Problem requirements
Rewrite everything from the start of the entries down to the line containing "M 108 0 L 66", changing "forest" to "woodland" and keeping all else the same. Leave the pictures out of your answer.

-- BEGIN Records provided --

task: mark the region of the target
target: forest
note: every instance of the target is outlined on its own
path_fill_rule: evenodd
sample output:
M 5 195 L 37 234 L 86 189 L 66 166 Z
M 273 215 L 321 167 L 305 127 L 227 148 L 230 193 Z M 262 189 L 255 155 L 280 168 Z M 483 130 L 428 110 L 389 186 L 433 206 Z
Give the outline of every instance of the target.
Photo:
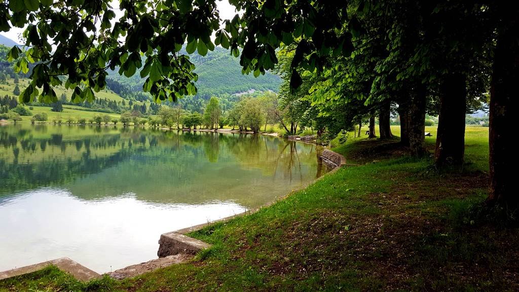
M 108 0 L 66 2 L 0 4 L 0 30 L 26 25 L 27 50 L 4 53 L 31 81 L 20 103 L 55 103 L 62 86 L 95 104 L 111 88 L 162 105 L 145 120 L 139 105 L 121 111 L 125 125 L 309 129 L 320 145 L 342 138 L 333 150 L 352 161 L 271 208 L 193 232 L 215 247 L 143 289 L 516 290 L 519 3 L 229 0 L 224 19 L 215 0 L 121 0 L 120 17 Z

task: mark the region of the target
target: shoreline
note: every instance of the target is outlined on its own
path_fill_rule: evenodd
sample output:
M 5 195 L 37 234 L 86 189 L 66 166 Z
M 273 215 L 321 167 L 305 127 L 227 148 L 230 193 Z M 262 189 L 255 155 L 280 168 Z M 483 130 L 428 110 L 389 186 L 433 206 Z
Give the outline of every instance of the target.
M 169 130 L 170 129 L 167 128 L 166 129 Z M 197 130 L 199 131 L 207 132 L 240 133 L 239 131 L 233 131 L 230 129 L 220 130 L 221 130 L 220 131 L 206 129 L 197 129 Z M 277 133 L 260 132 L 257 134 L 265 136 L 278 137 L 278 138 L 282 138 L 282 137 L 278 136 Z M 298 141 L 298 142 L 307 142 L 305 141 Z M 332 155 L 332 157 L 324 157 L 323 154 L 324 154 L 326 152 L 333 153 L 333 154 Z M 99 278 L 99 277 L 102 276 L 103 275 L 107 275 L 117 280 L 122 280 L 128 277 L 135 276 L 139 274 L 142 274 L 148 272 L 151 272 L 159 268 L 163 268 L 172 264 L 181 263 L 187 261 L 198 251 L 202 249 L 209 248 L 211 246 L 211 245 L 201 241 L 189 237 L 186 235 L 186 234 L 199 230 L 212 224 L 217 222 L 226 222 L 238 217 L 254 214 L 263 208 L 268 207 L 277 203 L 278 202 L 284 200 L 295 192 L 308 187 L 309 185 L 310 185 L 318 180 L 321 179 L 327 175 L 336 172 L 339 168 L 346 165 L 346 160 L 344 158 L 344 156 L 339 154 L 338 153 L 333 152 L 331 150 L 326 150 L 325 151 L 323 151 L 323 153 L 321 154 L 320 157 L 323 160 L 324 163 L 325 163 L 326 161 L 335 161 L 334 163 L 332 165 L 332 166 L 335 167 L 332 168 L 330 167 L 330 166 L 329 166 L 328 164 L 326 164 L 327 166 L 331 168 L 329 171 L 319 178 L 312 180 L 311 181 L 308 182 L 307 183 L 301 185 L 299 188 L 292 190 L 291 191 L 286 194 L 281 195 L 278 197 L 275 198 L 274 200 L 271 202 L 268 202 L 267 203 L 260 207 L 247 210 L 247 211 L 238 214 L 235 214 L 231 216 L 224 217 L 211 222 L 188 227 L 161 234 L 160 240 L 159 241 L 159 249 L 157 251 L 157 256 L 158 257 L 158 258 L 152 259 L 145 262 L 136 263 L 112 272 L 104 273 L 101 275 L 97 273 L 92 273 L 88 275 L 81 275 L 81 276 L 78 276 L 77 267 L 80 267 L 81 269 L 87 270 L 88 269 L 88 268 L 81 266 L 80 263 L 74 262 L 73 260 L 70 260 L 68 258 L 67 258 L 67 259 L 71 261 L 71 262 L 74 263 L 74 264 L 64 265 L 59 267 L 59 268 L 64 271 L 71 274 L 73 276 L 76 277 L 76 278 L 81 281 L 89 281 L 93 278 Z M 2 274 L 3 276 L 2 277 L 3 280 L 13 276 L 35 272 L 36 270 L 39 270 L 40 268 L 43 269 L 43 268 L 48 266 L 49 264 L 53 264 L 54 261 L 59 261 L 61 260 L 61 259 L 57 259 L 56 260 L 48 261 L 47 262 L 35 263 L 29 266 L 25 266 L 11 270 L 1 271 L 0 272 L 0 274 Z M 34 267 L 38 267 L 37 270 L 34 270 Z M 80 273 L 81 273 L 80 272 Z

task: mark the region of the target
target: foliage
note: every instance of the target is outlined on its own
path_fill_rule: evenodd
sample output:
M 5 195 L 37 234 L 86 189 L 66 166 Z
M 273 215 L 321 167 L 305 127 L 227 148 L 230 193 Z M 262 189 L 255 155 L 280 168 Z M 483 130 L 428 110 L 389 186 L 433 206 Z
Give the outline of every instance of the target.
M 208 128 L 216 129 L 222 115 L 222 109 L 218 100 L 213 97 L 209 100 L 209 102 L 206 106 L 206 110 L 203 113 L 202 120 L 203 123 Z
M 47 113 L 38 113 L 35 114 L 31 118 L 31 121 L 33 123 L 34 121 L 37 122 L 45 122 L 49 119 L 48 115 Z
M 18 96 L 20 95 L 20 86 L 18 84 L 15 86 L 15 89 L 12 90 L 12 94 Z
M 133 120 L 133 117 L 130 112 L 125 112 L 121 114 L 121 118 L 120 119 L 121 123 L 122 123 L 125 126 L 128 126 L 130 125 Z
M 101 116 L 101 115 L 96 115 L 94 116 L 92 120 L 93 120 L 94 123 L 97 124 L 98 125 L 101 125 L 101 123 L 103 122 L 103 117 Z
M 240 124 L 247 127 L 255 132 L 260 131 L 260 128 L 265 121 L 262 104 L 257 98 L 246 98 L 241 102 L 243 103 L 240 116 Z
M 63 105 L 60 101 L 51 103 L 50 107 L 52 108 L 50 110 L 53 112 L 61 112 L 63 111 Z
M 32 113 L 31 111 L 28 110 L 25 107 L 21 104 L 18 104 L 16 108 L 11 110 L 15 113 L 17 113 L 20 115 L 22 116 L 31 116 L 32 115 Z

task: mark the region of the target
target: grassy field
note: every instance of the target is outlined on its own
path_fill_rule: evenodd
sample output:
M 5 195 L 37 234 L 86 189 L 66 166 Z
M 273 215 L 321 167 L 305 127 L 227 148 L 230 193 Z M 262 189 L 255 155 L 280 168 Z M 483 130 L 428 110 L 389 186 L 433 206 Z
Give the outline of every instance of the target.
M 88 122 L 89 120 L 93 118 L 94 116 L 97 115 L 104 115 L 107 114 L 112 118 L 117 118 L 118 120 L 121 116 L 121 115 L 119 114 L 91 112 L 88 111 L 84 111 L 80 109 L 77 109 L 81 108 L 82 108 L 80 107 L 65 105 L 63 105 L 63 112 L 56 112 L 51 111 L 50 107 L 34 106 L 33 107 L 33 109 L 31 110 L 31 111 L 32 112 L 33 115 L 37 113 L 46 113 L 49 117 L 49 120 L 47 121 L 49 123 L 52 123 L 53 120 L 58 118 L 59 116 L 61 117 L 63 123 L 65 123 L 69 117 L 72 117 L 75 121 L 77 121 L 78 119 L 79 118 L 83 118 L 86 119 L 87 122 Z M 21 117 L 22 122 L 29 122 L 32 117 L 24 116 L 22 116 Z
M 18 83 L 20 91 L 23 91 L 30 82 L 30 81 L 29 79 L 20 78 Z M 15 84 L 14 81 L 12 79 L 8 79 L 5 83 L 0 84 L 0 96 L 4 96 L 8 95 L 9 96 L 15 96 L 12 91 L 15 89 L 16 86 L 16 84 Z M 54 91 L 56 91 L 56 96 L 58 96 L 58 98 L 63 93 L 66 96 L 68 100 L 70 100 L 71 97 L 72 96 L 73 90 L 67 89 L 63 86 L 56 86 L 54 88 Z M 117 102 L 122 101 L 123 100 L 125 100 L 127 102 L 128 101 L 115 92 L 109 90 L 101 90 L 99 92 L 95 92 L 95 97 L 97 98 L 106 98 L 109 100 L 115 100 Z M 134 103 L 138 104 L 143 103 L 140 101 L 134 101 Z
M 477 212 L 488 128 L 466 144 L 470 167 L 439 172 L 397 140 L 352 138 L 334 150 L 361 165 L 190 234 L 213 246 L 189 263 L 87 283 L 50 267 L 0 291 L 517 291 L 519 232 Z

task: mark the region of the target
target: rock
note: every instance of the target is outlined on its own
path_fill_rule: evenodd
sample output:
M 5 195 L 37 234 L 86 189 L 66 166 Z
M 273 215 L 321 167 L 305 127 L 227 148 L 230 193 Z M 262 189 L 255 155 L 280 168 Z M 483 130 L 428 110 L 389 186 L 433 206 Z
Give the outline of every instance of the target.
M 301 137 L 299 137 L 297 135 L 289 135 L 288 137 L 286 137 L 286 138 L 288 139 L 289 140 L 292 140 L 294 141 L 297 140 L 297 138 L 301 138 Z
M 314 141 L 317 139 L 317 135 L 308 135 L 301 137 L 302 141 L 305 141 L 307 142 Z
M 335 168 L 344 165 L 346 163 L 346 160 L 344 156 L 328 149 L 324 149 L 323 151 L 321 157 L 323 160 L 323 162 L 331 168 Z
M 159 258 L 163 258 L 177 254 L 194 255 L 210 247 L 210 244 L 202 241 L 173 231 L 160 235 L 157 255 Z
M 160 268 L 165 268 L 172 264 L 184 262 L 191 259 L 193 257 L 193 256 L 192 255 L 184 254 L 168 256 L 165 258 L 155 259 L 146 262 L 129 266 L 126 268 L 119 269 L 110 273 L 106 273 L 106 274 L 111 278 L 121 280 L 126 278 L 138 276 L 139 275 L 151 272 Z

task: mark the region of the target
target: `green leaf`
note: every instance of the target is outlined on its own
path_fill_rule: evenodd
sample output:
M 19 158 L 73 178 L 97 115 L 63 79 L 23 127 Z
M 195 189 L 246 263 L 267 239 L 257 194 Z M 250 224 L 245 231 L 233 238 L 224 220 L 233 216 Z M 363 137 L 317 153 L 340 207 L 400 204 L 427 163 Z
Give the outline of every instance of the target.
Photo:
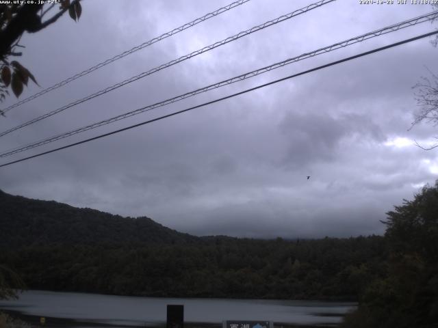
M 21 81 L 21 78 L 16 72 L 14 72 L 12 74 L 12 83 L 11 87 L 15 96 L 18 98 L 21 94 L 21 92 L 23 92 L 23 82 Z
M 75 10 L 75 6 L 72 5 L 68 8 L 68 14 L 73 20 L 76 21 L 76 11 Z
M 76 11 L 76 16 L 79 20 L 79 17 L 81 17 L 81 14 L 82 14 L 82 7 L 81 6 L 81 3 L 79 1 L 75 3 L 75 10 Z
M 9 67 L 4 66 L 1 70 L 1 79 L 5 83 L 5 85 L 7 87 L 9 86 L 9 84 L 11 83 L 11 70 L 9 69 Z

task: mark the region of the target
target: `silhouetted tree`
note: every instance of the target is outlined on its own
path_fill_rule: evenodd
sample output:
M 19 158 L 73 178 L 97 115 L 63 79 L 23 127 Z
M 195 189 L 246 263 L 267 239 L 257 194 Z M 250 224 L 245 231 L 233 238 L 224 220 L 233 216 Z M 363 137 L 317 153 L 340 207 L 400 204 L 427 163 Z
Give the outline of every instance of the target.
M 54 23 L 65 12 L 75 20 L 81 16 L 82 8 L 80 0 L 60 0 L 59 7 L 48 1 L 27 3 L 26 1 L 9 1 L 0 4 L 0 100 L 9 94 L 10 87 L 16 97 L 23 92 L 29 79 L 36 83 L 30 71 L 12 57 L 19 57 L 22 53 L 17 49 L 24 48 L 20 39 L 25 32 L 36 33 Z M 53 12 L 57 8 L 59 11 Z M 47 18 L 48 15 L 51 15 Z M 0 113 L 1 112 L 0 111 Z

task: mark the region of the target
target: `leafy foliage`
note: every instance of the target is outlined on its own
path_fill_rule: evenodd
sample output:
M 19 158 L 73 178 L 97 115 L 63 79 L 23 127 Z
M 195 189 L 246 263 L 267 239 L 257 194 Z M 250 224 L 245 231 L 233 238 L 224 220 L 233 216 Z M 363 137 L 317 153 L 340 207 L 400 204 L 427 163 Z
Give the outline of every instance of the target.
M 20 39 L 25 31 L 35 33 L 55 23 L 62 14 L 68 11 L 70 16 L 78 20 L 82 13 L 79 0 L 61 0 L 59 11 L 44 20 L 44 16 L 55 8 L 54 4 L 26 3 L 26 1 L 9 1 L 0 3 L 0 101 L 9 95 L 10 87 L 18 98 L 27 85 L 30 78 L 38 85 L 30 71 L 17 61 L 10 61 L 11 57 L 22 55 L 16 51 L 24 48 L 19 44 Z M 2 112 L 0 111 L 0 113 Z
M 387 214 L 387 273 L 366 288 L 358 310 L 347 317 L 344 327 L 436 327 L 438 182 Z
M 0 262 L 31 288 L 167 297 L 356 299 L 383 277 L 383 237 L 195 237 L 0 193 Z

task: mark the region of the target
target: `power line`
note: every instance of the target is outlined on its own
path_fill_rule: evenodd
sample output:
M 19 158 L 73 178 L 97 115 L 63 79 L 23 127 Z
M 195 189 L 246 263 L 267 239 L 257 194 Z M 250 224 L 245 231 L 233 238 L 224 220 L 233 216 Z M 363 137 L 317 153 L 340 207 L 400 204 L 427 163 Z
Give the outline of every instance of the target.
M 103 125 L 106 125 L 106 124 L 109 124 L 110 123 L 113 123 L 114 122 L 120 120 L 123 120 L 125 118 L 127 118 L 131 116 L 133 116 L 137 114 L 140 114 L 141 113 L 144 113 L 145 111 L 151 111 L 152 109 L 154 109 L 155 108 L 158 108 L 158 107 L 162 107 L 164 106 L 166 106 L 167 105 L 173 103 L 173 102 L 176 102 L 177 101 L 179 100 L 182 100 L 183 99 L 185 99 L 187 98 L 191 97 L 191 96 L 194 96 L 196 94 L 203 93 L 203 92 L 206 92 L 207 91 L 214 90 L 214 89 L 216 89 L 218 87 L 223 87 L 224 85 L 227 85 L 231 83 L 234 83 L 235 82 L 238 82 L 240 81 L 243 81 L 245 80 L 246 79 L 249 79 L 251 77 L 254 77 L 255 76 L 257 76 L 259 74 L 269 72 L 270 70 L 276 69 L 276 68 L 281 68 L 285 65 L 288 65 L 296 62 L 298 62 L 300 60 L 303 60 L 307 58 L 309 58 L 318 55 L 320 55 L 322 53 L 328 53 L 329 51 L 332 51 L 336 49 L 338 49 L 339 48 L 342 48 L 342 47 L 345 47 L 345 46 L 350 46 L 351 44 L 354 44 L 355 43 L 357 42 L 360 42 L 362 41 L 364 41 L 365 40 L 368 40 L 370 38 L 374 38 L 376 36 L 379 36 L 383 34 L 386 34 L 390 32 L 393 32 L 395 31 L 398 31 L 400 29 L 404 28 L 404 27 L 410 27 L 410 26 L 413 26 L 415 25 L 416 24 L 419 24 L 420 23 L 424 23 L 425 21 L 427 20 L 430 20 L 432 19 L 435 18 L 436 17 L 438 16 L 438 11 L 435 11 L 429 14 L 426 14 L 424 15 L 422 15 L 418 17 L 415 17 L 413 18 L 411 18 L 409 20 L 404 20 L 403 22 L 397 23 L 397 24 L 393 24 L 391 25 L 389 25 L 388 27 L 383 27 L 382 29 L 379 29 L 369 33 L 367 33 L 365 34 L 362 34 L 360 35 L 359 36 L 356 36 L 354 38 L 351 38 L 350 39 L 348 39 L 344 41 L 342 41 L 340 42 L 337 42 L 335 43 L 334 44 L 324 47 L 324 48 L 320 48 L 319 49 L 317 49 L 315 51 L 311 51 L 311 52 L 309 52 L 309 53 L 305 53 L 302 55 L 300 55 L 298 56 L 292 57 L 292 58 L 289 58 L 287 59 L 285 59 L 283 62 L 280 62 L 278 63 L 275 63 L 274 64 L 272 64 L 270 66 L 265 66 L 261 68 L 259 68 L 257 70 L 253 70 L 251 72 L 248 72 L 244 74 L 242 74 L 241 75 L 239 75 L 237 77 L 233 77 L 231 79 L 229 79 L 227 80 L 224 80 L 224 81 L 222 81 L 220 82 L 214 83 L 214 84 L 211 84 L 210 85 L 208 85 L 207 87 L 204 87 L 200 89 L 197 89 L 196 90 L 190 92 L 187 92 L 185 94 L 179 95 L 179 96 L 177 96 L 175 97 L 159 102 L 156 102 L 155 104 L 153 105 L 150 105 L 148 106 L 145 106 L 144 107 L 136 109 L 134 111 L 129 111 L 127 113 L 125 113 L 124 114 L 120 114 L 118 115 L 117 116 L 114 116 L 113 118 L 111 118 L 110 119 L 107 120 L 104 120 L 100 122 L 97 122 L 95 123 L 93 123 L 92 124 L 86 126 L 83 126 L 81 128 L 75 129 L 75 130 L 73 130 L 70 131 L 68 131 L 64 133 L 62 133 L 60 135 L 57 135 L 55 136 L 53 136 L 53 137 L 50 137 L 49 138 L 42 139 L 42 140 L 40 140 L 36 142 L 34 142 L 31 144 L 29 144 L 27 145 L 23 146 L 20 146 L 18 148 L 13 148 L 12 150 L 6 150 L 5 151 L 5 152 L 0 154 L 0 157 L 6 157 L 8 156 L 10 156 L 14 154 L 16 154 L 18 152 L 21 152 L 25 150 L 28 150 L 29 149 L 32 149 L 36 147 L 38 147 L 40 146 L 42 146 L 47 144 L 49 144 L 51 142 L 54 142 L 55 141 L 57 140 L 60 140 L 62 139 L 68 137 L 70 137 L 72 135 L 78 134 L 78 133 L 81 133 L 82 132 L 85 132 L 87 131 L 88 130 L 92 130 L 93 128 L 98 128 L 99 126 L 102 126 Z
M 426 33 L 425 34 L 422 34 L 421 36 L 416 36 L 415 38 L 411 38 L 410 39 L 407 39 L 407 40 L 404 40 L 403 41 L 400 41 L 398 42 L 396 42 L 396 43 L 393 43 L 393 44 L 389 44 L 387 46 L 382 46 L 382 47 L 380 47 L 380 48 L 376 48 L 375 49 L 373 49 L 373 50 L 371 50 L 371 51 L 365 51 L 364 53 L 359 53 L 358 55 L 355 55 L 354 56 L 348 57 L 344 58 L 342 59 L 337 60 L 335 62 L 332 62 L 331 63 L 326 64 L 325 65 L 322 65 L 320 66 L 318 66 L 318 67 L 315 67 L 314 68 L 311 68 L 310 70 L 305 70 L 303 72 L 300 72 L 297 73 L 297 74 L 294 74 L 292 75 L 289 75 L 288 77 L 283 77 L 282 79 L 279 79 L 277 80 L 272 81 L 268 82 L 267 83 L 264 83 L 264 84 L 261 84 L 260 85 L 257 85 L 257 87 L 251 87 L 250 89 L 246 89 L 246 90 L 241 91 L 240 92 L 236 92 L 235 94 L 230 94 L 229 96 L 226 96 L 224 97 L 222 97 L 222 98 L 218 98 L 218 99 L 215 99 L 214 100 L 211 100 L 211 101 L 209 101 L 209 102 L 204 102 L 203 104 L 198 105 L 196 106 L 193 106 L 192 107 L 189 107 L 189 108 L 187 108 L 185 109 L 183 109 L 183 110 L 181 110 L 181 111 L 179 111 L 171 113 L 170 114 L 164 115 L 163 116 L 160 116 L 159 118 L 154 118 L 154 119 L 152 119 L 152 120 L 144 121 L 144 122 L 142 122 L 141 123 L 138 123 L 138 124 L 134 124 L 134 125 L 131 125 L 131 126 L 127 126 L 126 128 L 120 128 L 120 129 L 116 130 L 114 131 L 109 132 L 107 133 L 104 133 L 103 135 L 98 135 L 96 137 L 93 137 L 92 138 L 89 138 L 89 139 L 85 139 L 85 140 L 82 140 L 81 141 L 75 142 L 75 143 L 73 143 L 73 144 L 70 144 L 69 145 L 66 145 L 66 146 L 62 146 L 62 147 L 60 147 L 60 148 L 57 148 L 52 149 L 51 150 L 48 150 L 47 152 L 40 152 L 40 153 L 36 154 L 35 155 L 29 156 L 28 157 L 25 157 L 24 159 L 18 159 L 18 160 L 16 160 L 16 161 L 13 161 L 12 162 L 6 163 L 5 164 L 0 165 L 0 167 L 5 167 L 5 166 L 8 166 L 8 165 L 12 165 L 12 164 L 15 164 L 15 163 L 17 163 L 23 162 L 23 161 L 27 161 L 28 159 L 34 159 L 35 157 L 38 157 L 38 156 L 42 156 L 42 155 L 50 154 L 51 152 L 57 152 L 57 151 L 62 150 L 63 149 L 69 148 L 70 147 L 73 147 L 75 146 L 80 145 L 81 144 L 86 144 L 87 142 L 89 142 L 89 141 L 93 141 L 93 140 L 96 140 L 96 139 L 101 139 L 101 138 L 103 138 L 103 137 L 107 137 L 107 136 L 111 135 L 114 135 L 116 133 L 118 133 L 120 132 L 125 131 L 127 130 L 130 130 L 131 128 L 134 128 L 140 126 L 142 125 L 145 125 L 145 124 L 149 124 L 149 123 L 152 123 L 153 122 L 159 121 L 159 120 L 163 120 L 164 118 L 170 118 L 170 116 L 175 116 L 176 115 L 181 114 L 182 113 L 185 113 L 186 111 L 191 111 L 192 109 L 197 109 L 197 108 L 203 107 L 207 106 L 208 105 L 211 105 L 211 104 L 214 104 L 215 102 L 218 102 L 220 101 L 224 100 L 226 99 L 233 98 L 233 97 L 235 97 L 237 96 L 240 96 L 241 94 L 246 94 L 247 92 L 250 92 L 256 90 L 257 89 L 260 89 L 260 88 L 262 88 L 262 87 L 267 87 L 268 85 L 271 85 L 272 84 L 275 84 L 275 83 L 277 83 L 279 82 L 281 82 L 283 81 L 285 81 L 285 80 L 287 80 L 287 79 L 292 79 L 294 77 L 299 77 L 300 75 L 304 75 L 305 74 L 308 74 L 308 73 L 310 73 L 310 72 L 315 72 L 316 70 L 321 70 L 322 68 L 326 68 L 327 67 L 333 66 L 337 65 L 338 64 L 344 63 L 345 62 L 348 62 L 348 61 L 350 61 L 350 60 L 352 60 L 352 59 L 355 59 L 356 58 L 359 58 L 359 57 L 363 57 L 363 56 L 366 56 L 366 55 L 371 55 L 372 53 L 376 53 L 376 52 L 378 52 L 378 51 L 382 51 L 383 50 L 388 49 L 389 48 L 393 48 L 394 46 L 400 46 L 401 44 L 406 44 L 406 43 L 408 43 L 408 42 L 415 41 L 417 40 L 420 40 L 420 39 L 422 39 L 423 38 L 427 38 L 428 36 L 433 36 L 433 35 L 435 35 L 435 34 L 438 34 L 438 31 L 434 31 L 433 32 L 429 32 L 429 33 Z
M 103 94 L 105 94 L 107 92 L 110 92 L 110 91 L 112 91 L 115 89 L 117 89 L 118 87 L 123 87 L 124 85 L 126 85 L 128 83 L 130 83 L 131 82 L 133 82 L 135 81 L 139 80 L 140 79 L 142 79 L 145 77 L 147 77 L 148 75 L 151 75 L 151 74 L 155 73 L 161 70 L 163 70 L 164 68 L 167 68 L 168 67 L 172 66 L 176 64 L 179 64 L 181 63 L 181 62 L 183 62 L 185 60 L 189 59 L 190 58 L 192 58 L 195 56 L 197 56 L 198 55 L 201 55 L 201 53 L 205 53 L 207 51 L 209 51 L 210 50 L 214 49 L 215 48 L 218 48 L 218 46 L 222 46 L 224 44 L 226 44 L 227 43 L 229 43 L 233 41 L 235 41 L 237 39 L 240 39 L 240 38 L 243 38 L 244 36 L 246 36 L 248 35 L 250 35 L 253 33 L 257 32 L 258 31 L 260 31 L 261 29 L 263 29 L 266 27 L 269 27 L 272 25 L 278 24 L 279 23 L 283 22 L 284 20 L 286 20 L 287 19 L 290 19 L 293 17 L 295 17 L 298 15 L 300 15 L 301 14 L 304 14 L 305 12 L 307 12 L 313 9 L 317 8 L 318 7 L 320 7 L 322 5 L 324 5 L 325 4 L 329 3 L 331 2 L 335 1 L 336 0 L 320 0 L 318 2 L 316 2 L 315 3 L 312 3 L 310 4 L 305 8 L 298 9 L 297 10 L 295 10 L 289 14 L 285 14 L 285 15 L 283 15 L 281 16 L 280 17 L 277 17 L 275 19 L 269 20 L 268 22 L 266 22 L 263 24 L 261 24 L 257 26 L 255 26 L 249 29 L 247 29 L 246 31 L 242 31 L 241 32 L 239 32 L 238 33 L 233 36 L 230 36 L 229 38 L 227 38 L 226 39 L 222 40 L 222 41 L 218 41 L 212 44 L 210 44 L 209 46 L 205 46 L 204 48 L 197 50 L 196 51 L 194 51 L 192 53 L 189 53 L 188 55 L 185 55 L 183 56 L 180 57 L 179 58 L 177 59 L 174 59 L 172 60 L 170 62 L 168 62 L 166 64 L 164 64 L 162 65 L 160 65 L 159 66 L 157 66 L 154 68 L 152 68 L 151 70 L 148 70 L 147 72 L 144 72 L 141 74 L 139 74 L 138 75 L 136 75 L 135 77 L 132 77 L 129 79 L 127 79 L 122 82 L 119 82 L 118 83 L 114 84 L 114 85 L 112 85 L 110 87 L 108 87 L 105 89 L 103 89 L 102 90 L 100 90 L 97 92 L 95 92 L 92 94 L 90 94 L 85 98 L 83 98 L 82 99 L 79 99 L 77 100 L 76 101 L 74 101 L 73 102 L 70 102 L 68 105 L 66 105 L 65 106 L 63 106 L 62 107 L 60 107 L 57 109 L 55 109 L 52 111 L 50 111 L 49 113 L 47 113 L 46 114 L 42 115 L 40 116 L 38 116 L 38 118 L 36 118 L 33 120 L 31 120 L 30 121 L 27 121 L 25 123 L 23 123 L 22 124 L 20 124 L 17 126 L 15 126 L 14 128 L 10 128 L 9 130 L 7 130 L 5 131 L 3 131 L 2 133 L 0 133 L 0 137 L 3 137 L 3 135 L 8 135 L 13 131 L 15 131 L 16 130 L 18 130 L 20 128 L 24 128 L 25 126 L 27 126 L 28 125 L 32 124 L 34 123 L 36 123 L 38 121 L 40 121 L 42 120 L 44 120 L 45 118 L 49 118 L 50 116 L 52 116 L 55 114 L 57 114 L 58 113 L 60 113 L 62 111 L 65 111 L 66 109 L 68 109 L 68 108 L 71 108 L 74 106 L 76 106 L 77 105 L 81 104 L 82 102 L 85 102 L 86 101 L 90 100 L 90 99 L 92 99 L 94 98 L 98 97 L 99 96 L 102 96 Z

-- END Records provided --

Solution
task: mark the region of the target
target: woodland
note: every instance of the target is outlined on its own
path_fill_rule: evenodd
sample output:
M 5 195 L 37 234 L 86 189 L 66 166 Z
M 273 215 L 321 167 L 305 127 L 227 148 L 230 193 Z M 262 189 L 255 155 L 280 168 Z M 483 130 L 428 110 L 389 186 L 433 206 Z
Give the outline of every instance of the target.
Photo:
M 108 0 L 66 2 L 0 4 L 0 30 L 26 25 L 27 50 L 4 53 L 31 81 L 20 103 L 55 103 L 62 86 L 95 104 L 111 88 L 162 105 L 145 120 L 139 105 L 121 111 L 125 125 L 309 129 L 320 145 L 342 138 L 333 150 L 352 161 L 271 208 L 193 232 L 215 247 L 143 289 L 516 290 L 519 3 L 229 0 L 224 19 L 215 0 L 121 0 L 120 17 Z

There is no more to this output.